(Natural language region descriptions)
····················
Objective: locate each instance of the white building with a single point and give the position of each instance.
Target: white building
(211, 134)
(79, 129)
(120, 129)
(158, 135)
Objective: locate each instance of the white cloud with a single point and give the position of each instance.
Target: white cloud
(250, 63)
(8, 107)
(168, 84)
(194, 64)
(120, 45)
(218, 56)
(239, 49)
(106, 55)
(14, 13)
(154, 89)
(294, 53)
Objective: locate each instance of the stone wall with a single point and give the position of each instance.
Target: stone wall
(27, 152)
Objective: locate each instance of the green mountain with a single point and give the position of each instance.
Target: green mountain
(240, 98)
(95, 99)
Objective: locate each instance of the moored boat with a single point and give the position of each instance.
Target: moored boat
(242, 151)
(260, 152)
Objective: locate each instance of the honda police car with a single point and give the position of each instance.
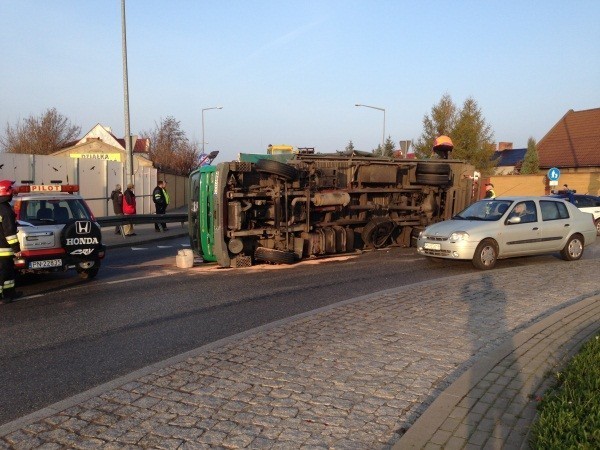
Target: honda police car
(56, 230)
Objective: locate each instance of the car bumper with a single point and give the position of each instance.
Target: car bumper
(446, 249)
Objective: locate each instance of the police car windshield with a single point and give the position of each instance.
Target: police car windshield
(52, 211)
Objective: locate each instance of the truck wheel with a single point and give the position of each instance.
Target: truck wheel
(377, 232)
(433, 179)
(274, 256)
(433, 168)
(486, 255)
(573, 250)
(277, 168)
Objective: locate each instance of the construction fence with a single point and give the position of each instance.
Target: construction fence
(96, 179)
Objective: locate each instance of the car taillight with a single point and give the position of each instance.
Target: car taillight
(17, 208)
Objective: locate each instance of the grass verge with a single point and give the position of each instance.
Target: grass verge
(569, 414)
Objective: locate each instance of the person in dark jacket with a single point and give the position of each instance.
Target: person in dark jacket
(489, 191)
(117, 197)
(160, 196)
(9, 244)
(129, 208)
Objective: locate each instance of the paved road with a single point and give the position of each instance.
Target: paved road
(356, 374)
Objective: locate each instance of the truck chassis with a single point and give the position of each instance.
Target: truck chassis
(261, 209)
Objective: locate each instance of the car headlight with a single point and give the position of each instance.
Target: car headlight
(459, 236)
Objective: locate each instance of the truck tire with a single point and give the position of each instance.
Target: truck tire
(441, 168)
(277, 168)
(274, 256)
(433, 179)
(377, 232)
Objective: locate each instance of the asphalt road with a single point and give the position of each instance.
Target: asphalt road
(67, 336)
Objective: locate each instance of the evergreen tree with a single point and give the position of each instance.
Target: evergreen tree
(531, 162)
(471, 135)
(441, 121)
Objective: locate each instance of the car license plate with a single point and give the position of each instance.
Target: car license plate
(45, 264)
(432, 246)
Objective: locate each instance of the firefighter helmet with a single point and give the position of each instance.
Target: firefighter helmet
(6, 188)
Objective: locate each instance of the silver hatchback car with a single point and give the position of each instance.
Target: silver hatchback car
(507, 227)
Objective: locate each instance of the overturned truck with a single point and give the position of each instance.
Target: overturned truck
(263, 209)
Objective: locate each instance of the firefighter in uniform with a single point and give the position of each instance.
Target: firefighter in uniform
(9, 244)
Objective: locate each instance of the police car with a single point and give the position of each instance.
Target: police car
(56, 230)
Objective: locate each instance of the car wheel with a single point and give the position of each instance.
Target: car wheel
(274, 256)
(573, 250)
(277, 168)
(486, 255)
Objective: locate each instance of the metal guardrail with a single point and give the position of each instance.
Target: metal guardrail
(138, 219)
····················
EXERCISE:
At the line containing "Target: asphalt road", start copying. Continue exactly through the final line of the entries above and stop there.

WRITTEN RESPONSE:
Target: asphalt road
(67, 336)
Objective: locate each instance of the evergreen tree with a single point and give the position of each instance.
Target: evergreen tree
(531, 162)
(471, 135)
(441, 121)
Objective: locate each instance of the car license plate with a single point and give the position of each instance.
Target: car license plate
(45, 264)
(432, 246)
Objective: locate each instance of the firefighter helmet with a single point and give the position of each instance.
Target: firefighter helmet
(6, 188)
Objective: locate each instance of the silver hatchback car with a single point and give the position of each instance.
Target: silver hatchback car
(507, 227)
Objective: locate each instance of the overturned truck with a single point and give the position of each instance.
Target: overturned truck
(263, 209)
Objective: locate each instance of the firefighter in uniform with a single point and give the position of each instance.
Target: firefighter in uniform
(9, 244)
Objective: locate each instance of the police car with a single point and give the position of each instance.
Target: police car
(56, 230)
Objective: locate each instance of the car wheel with a single point and give the position of each instance.
Target: car wheel
(274, 256)
(573, 250)
(277, 168)
(486, 255)
Objective: locate each instance of the metal guardrail with a single point and give the position of each instance.
Target: metal guardrail
(138, 219)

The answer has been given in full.